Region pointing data
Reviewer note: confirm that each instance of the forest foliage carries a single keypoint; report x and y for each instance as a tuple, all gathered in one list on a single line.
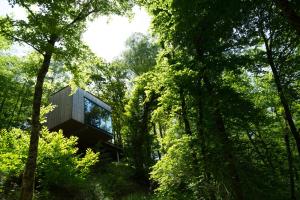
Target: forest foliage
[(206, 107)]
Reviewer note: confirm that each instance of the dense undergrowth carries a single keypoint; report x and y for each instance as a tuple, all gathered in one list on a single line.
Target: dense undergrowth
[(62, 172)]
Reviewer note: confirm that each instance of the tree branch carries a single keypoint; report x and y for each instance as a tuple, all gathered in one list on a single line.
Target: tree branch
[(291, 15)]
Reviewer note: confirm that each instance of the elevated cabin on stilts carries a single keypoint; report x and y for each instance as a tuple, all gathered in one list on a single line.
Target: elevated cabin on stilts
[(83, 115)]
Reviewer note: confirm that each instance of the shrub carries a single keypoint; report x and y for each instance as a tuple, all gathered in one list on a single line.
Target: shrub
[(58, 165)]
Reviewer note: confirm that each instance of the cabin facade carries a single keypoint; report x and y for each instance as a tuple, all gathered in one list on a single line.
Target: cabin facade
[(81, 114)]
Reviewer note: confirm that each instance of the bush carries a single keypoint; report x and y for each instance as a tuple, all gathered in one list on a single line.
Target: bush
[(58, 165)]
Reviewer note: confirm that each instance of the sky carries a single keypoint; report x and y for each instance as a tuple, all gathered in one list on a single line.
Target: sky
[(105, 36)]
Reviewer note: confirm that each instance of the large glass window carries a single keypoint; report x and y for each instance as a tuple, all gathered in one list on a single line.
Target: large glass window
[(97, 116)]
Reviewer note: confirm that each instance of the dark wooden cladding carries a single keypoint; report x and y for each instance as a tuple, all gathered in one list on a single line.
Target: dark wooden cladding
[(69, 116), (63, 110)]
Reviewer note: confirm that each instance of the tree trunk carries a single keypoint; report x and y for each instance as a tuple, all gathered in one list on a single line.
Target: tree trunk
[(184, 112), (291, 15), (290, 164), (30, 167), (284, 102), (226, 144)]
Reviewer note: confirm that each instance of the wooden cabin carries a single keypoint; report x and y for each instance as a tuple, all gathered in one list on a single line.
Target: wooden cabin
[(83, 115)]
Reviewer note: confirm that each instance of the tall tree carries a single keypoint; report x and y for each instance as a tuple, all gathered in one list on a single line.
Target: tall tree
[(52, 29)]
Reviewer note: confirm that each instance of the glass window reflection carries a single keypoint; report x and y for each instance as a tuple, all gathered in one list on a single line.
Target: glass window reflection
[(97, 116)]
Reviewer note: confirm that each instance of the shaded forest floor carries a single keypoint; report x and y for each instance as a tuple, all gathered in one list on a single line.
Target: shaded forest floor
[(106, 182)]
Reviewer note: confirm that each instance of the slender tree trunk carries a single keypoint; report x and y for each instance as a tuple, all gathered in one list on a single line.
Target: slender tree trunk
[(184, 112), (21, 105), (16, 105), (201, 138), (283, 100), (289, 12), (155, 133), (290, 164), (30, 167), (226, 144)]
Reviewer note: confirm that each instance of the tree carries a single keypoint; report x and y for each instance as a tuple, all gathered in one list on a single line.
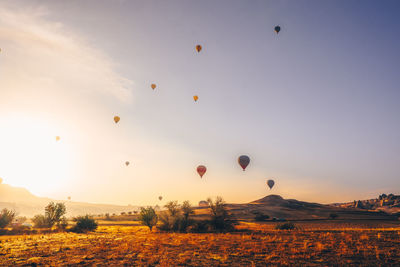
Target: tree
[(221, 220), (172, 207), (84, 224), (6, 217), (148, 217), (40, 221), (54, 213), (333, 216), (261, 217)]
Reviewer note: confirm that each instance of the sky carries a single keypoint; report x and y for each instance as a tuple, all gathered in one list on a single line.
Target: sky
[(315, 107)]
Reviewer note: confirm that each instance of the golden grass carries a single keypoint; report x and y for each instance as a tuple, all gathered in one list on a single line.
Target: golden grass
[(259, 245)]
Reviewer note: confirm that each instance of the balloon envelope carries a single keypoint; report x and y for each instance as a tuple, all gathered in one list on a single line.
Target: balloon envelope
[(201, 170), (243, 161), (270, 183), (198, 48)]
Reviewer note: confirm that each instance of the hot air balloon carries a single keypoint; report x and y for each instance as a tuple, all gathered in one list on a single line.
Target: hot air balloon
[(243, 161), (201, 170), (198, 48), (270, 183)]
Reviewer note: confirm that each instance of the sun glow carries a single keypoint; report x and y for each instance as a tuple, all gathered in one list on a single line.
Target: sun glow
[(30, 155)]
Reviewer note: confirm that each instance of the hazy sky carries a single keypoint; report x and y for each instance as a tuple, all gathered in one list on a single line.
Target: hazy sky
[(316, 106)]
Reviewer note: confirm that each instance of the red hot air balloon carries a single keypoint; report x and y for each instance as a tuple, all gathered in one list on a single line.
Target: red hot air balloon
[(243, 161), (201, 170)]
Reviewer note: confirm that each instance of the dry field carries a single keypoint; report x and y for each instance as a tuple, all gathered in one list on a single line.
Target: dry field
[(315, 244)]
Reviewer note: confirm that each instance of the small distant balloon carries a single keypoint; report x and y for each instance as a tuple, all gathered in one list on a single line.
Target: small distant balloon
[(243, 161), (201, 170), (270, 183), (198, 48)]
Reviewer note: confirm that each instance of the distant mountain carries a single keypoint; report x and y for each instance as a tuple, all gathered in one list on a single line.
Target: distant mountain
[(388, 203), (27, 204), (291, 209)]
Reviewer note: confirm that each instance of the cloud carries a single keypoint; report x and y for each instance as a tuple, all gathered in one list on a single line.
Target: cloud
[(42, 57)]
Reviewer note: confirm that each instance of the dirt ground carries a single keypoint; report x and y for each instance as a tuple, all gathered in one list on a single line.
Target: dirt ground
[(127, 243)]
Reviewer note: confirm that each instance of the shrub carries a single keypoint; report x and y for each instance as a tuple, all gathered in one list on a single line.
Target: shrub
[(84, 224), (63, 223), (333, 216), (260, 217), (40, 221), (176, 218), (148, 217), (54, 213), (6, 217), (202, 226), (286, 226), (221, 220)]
==
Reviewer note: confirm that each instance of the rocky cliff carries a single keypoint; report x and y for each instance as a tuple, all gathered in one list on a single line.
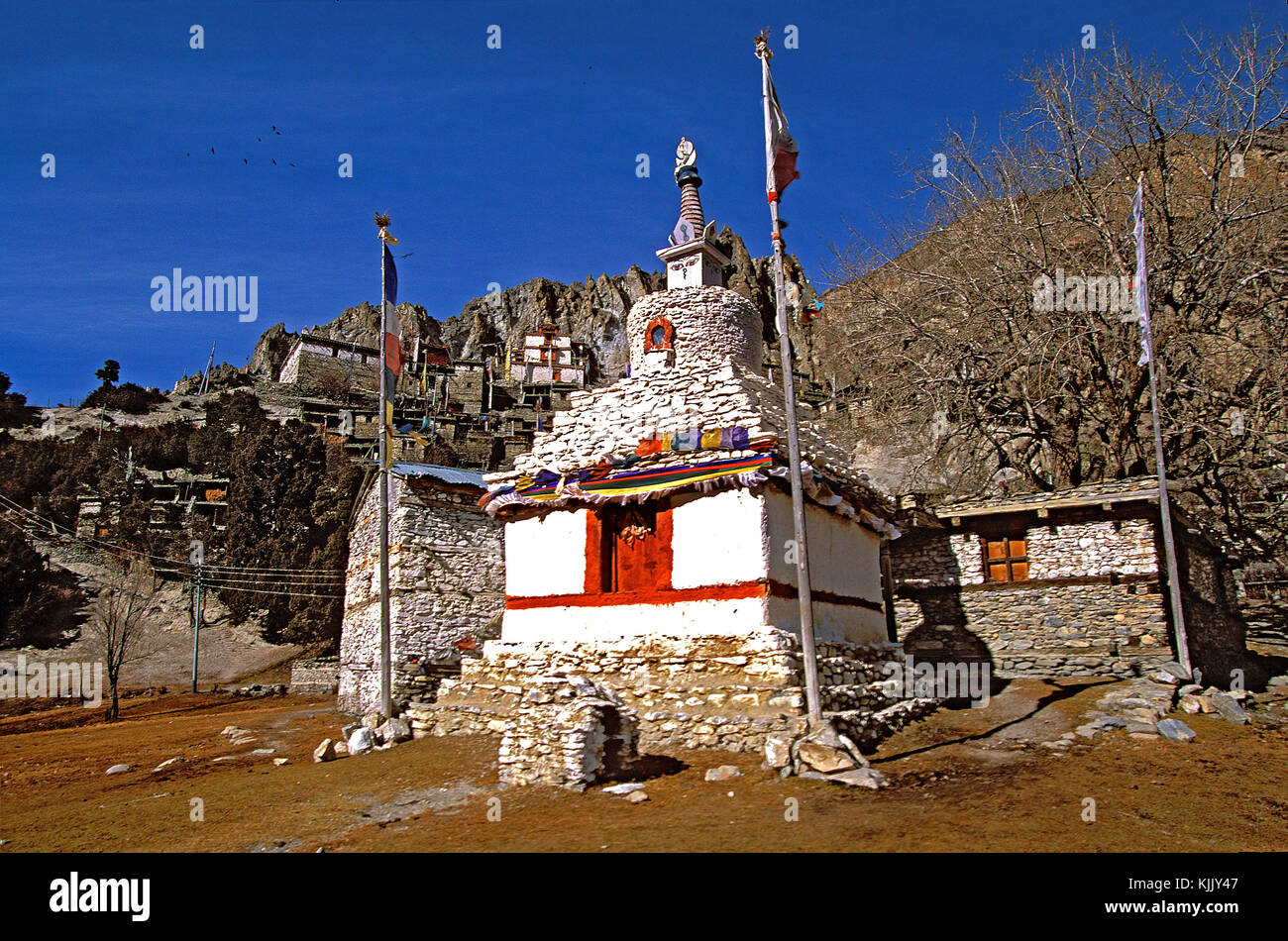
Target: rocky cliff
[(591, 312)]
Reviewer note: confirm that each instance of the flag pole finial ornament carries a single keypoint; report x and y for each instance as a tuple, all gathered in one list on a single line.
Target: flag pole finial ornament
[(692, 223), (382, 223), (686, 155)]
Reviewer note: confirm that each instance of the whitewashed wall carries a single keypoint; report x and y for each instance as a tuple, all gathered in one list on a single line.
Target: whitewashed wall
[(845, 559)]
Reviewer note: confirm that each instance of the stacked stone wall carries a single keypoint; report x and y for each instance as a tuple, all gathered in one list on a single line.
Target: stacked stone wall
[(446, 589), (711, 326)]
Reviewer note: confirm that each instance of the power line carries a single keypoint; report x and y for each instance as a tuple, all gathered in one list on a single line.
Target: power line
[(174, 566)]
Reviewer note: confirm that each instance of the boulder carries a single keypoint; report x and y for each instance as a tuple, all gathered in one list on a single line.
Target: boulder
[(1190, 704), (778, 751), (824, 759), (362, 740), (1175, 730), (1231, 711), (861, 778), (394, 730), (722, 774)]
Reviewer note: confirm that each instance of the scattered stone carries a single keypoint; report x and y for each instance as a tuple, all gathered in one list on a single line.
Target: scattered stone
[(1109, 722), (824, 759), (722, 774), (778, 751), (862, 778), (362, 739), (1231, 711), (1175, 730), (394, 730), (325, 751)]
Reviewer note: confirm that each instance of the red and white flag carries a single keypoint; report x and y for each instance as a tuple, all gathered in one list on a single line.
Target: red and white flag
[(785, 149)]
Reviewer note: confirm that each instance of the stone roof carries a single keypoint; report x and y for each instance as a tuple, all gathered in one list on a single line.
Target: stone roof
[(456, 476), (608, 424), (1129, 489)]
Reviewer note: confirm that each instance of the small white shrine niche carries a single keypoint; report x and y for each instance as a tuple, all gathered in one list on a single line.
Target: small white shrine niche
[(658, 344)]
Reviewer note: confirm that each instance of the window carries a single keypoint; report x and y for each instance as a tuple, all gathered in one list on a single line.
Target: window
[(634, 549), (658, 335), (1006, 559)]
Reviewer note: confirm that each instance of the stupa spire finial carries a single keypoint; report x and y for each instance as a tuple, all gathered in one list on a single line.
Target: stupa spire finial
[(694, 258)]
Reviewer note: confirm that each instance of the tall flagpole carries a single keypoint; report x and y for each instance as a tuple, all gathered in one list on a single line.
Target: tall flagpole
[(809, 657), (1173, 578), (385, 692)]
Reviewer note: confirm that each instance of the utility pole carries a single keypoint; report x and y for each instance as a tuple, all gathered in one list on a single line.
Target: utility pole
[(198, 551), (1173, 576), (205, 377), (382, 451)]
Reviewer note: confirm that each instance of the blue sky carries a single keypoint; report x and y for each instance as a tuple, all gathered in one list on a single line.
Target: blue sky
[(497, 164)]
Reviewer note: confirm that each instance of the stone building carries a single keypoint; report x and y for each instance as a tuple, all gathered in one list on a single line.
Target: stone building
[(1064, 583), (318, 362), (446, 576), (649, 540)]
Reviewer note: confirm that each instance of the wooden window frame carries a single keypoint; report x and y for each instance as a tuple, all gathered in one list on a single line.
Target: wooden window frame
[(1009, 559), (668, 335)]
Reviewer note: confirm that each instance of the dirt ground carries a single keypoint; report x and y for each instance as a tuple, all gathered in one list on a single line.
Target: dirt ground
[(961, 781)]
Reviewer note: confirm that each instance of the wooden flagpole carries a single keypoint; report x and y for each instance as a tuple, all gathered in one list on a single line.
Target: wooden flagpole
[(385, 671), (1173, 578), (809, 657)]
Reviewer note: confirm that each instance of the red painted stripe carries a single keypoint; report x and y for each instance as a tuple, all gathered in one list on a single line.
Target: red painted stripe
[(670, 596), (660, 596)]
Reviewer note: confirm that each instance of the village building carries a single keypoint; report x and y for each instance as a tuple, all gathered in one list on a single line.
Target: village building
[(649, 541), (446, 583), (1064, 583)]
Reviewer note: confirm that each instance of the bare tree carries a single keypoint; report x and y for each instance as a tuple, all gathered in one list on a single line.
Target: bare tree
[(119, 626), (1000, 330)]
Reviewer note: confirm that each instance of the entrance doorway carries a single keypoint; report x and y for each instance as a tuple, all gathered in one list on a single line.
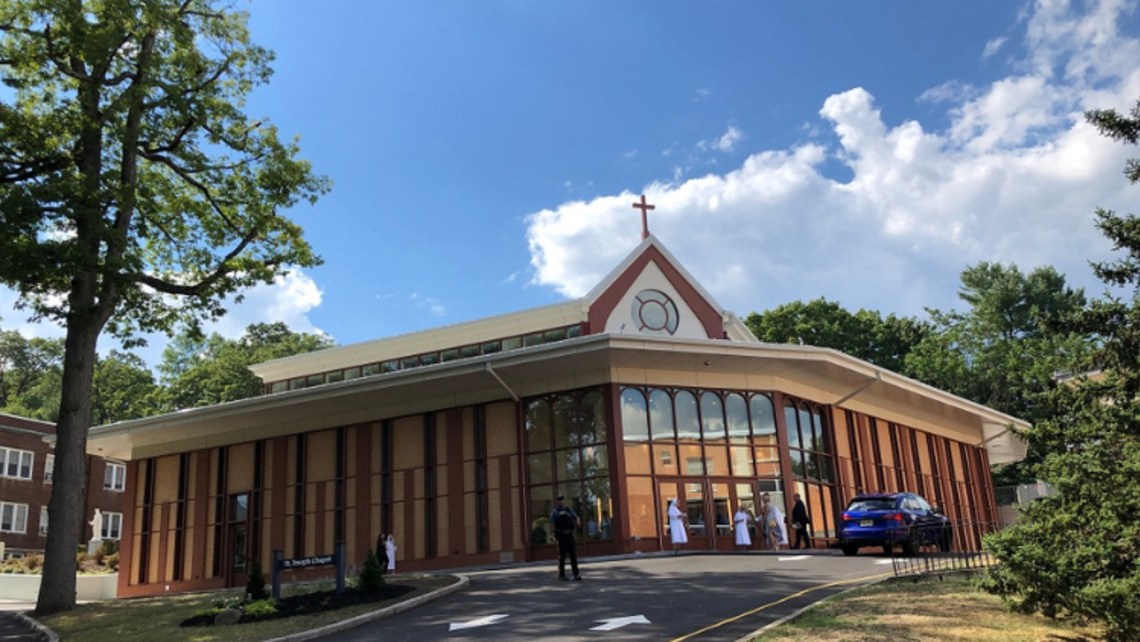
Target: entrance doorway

§ Exercise prompt:
For the string "entrance", report how many lines of the records contain it, giving the number only.

§ Output for this exercise:
2